**PAGE EXCERPT:**
Jordyn Sheerin (born 18 August 1989) is a Scottish professional footballer and current assistant manager of Lowland League team Gala Fairydean Rovers.

Career

East Fife and loans
Sheerin started his career with East Fife, where he stayed until 2010. Unable to fully break into the first team, he was loaned out to Arniston Rangers and Camelon Juniors where he went on to win the East of Scotland Cup. After leaving East Fife, Sheerin signed for Arbroath on a free transfer.

Arbroath, East Stirlingshire and Junior
Sheerin moved to Arbroath looking to score his first goal for a Scottish professional team. He stayed at Arbroath for one season and was part of the side which won the Scottish Third Division. He subsequently moved to Third Division club East Stirlingshire, where he scored his first professional goal, which would be his only goal for the Shire. He then signed on a permanent basis for Camelon Juniors, however, after one season he left the club, signing for amateur side Heriot Vale.

After one season with Heriot Vale, Sheerin moved to SJFA East Superleague club Musselburgh in July 2014, where he scored four goals in the sides opening two matches. He continued his impressive form throughout the season, scoring 42 goals in all competitions.

**PROBLEM:** Transcribe the Jordyn Sheerin biography from "Arbroath, East Stirlingshire" to "in all competitions.". Rely on nothing but the Jordyn Sheerin biography.

**DATASET EXTRACT:**
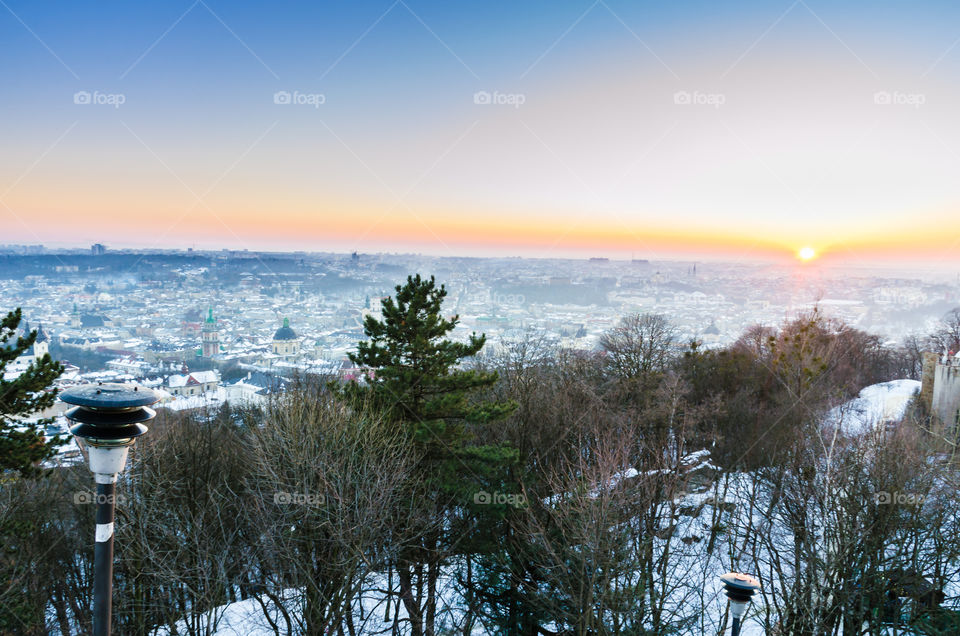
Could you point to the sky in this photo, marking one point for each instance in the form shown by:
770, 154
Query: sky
603, 128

**SOLVED PROBLEM:**
Arbroath, East Stirlingshire and Junior
Sheerin moved to Arbroath looking to score his first goal for a Scottish professional team. He stayed at Arbroath for one season and was part of the side which won the Scottish Third Division. He subsequently moved to Third Division club East Stirlingshire, where he scored his first professional goal, which would be his only goal for the Shire. He then signed on a permanent basis for Camelon Juniors, however, after one season he left the club, signing for amateur side Heriot Vale.

After one season with Heriot Vale, Sheerin moved to SJFA East Superleague club Musselburgh in July 2014, where he scored four goals in the sides opening two matches. He continued his impressive form throughout the season, scoring 42 goals in all competitions.